-------- Page text
This week, Food For Thought Friday asks if intercourse is our main form of sexual activity, and, if not, what do we do instead?
When I arranged to meet S the first time for sex, I went along equipped with my own supply of condoms. This has always been my practice, but having recently experienced a couple of men trying to get away without using condoms, I was even more on my guard than usual. I knew he was going to give me a tantric massage, but I assumed he would also want to fuck me at some point that time.
S gave me a wonderful erotic massage, which lasted about ninety minutes. I didn’t orgasm despite his best efforts to achieve this. I put it down to me being very nervous and apprehensive. He didn’t give up, though, and gave me a wonderful orgasm from oral sex, which generally usually works for me. I gave him a blowjob, which he adored. Penetrative sex didn’t get mentioned, which surprised me.
We met again a week later, and much the same happened as during our first meeting. Again, the act of fucking didn’t arise – I did wonder why, but didn’t dwell on it.
----------------
-------- Listed records
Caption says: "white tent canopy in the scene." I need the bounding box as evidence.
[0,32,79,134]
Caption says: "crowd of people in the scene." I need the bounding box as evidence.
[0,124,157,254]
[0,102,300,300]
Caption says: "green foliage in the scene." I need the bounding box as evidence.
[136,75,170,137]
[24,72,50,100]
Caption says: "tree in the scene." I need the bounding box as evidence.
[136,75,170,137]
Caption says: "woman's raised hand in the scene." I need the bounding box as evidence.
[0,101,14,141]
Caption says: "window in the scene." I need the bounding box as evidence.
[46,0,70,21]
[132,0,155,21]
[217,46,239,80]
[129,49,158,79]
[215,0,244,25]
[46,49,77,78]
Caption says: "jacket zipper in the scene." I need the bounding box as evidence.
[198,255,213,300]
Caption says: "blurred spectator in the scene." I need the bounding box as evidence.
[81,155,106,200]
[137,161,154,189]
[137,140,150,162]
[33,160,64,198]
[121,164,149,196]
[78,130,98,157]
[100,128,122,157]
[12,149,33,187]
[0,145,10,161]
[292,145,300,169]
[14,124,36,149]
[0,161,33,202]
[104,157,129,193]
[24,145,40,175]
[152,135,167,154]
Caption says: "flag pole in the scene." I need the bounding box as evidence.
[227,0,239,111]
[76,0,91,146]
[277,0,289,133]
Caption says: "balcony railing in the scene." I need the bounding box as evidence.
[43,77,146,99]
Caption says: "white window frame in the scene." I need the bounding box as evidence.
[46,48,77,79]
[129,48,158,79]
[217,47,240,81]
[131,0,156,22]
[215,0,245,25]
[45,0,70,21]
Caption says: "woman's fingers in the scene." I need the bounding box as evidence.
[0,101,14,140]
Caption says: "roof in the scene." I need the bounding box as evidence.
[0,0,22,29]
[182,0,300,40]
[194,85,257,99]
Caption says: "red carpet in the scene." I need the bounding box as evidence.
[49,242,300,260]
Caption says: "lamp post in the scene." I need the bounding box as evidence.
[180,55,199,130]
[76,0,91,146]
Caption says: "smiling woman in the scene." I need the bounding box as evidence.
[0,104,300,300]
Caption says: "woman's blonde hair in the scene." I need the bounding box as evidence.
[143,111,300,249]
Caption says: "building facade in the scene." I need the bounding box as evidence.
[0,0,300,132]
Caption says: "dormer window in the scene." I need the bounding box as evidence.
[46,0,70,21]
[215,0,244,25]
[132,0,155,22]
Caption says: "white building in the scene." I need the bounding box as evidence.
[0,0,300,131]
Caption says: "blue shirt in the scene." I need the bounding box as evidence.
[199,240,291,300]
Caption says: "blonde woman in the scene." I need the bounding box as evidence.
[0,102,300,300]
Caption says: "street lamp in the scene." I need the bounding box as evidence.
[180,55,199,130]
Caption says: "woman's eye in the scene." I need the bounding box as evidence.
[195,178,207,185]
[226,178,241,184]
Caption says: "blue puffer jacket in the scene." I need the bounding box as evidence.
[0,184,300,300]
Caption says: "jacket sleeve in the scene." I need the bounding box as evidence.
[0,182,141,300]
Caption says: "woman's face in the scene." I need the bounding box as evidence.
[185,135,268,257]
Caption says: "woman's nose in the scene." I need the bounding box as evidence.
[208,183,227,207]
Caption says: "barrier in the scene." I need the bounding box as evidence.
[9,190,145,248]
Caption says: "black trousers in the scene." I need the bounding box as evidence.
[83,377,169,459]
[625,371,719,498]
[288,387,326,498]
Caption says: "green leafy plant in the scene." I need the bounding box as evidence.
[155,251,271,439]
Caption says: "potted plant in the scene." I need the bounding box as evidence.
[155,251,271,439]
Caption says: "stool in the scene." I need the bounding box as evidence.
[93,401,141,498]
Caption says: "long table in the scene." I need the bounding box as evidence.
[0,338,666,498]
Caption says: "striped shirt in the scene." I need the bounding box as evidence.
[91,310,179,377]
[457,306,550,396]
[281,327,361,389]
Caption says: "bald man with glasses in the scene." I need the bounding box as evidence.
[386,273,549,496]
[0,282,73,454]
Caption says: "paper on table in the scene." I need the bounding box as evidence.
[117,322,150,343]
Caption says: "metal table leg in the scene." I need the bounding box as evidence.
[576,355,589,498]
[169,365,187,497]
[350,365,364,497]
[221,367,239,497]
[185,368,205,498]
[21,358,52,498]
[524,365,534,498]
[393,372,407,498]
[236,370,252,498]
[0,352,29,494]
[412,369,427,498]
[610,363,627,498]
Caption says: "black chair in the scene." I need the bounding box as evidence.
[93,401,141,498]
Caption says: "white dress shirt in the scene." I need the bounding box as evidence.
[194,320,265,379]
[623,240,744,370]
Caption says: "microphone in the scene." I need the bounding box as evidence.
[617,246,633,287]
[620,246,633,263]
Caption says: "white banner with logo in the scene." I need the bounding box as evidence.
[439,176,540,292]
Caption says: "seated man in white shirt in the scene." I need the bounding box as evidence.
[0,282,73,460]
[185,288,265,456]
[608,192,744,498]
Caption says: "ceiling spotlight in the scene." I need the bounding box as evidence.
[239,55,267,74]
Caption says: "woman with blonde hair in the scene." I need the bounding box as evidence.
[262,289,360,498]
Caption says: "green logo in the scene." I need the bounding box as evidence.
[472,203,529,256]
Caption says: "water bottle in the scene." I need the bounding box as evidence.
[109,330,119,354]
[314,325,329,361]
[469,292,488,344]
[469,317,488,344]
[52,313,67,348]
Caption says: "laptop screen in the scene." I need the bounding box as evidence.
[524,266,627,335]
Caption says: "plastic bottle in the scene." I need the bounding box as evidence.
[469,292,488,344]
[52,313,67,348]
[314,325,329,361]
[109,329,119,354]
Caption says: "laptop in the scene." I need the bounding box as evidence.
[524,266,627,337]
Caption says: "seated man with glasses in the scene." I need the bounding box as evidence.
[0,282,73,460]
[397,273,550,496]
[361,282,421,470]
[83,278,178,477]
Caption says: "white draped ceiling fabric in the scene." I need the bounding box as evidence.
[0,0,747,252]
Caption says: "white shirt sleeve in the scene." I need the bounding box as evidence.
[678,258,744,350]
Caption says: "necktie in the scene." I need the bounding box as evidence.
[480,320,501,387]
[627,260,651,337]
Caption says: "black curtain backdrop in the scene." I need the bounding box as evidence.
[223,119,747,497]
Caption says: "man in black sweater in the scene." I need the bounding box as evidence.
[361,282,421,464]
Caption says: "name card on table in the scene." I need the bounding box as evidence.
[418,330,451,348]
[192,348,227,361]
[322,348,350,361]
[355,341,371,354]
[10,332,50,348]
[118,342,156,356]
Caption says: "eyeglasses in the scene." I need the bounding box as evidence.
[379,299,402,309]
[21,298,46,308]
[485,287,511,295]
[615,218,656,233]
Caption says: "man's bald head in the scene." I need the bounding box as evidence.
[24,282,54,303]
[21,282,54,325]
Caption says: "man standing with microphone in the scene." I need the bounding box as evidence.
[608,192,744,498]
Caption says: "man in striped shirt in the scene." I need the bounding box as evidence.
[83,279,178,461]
----------------
(Activities)
[a] Copy out the stretch of the post on intercourse and other sexual activity from "S gave me a" through "which surprised me.".
[b] Extend the post on intercourse and other sexual activity, starting after its final sentence.

(Answers to each task)
[a]
S gave me a wonderful erotic massage, which lasted about ninety minutes. I didn’t orgasm despite his best efforts to achieve this. I put it down to me being very nervous and apprehensive. He didn’t give up, though, and gave me a wonderful orgasm from oral sex, which generally usually works for me. I gave him a blowjob, which he adored. Penetrative sex didn’t get mentioned, which surprised me.

[b]
Our meetings became a regular weekly arrangement, and each time without any intercourse. Early on in our relationship, I learned how to perform erotic (lingam) massage techniques on S. Long sensual massages were our foreplay, which culminated in an explosive happy ending for both of us, either by hands or tongues. We also frequently experimented with sex toys, and both enjoyed this immensely.
The absence of penetrative sex still lingered in the back of my mind, but I didn’t feel comfortable in asking outright why S never initiated it. At that time, our relationship only involved meeting for sex once a week, and wasn’t anything more. On a couple of occasions early on, once his cock became hard from my massaging techniques, I tried to sit astride him. Each time, his cock deflated instantly. I sensed he felt a bit embarrassed, and I reassured him it wasn’t an issue.
I also was aware that I’d never seen S get a spontaneous erection, and it was apparent that an erection only occurred following constant stimulation. I learned after a few months that he took Viagra to help with getting an erection. Cardiological problems along with age meant achieving and maintaining an erection was difficult without constant stimulation. Once I stopped stimulating his cock, it deflated.
One of the side effects of taking Viagra is a bad headache, and I was concerned that he suffered this each time we met for sex. I suggested we try without him taking the little blue pill. It does take bit longer to get him aroused, but I love to watch the pleasure on his face and see his reactions as I perform the different massage techniques that I know will turn him on. And I get a huge amount of satisfaction from seeing my handiwork transform a limp, soft penis into a solid, upstanding cock.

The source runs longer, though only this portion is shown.